### TEXT
Nibbles: Food tree, Wild chocolate, Cacao, Cassava in Africa, Indigenous ABS, Abbasid food, Valuing trees

  1. Gastropod episode on The Fruit that Could Save the World. Any guesses what that might be?
  2. Atlas Obscura podcast on an apparently now famous wild-harvested chocolate from Bolivia. But how wild is it really?
  3. BBC podcast on cacao for balance.
  4. Forbes touts an African cassava revolution. What, no podcast?
  5. Very interesting piece from the ever reliable Modern Farmer on how a small seed company called Fedco Seeds designated a bunch of maize landraces as “indigenously stewarded,” and are paying 10% of what they make from the sale of their seeds to a pooled Indigenous fund which goes to support a local, multi-tribal project called Nibezun. A sort of mini-MLS? Definitely worth a podcast. Any takers?
  6. A long but rewarding article in New Lines Magazine describes medieval cookbooks from the Abbasid caliphate. The recipes make up for the somewhat stilted podcast.
  7. BGCI publication on how the Morton Arboretum works out whether it should be growing a particular population or species of tree. The trick is to quantify 5 types of “value”: environmental, evolutionary, genetic diversity, horticultural, conservation. Though one could also consider hostorical/cultural, educational and economic value as well. I suspect in the end it comes down to whether it looks nice in an available gap. If I were to do a podcast on this, I’d test it out with the tree in the first of these Nibbles.

Brainfood: Human diversity, Wild rye, Caribbean cassava, Three Sisters, Old beer, Old apples, Feral crops, Crop resynthesis

Nibbles: Food system transformation, Global food crisis, Rewilding, Genomics, Data management

  1. According to WWF, Solving the Great Food Puzzle involves, inter alia, nutritious indigenous crops, agrobiodiverse cropping systems, and traditional food cultures. Those are just 3 of 20 levers for food system transformation. Is it me or are levers and accelerators the current flavours of the month?
  2. Even the Gates Foundation agrees on that indigenous crop thing, kinda sorta, if you squint. In this piece, for example, Enock Chikava, Interim Director, Agricultural Development, waxes lyrical about teff.

### REQUIRED ACTION A
Answer these questions using the post:
(i) What share of its seed sales does Fedco Seeds pay into the pooled Indigenous fund?
(ii) Which magazine ran the article on medieval cookbooks from the Abbasid caliphate?
(iii) How many levers for food system transformation does WWF identify in total?
### REQUIRED ACTION B
According to the post, why does the Morton Arboretum quantify five types of "value," and what are those five types?
### REQUIRED ACTION C
Return the stretch of the post from "5. Very interesting" through "podcast. Any takers?".

### DATA LISTING
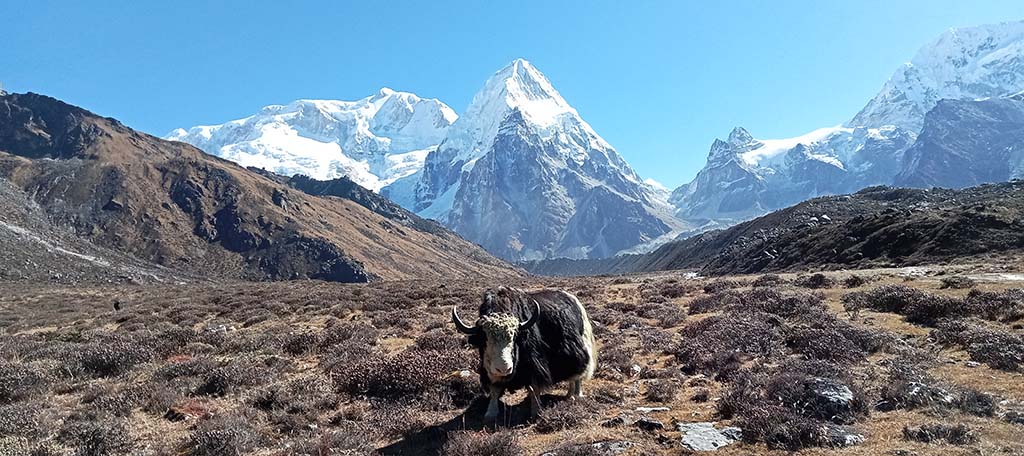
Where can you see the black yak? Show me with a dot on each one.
(530, 339)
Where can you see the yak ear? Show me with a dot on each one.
(460, 325)
(532, 319)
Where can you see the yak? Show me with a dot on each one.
(532, 340)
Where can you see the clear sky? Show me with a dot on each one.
(659, 80)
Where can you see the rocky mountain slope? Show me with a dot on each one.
(962, 64)
(745, 177)
(877, 226)
(166, 203)
(374, 140)
(522, 174)
(967, 142)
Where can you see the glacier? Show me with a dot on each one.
(374, 141)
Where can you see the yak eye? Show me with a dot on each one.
(478, 340)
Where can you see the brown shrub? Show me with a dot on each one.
(464, 443)
(716, 344)
(663, 390)
(952, 433)
(815, 281)
(957, 282)
(409, 373)
(567, 414)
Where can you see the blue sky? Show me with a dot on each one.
(658, 80)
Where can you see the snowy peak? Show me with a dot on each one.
(521, 85)
(373, 140)
(522, 174)
(741, 139)
(962, 64)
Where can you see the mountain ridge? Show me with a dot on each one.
(170, 204)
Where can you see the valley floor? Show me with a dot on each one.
(294, 368)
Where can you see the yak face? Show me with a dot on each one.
(500, 353)
(495, 335)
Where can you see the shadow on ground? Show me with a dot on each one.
(431, 440)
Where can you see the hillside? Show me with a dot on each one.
(877, 226)
(171, 205)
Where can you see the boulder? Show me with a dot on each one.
(704, 436)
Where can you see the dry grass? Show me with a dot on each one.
(309, 368)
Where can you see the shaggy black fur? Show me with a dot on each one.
(550, 351)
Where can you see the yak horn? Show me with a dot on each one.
(459, 324)
(532, 319)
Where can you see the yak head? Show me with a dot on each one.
(495, 334)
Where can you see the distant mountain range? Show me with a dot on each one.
(86, 199)
(879, 226)
(522, 174)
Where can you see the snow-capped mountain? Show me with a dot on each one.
(745, 177)
(965, 142)
(522, 174)
(962, 64)
(374, 141)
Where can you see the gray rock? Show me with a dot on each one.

### RESPONSE BOX A
(i) 10% of what it makes from selling the seeds.
(ii) New Lines Magazine.
(iii) 20.

### RESPONSE BOX B
The Morton Arboretum quantifies them to work out whether it should be growing a particular population or species of tree. The five types are environmental, evolutionary, genetic diversity, horticultural, and conservation value.

### RESPONSE BOX C
5. Very interesting piece from the ever reliable Modern Farmer on how a small seed company called Fedco Seeds designated a bunch of maize landraces as “indigenously stewarded,” and are paying 10% of what they make from the sale of their seeds to a pooled Indigenous fund which goes to support a local, multi-tribal project called Nibezun. A sort of mini-MLS? Definitely worth a podcast. Any takers?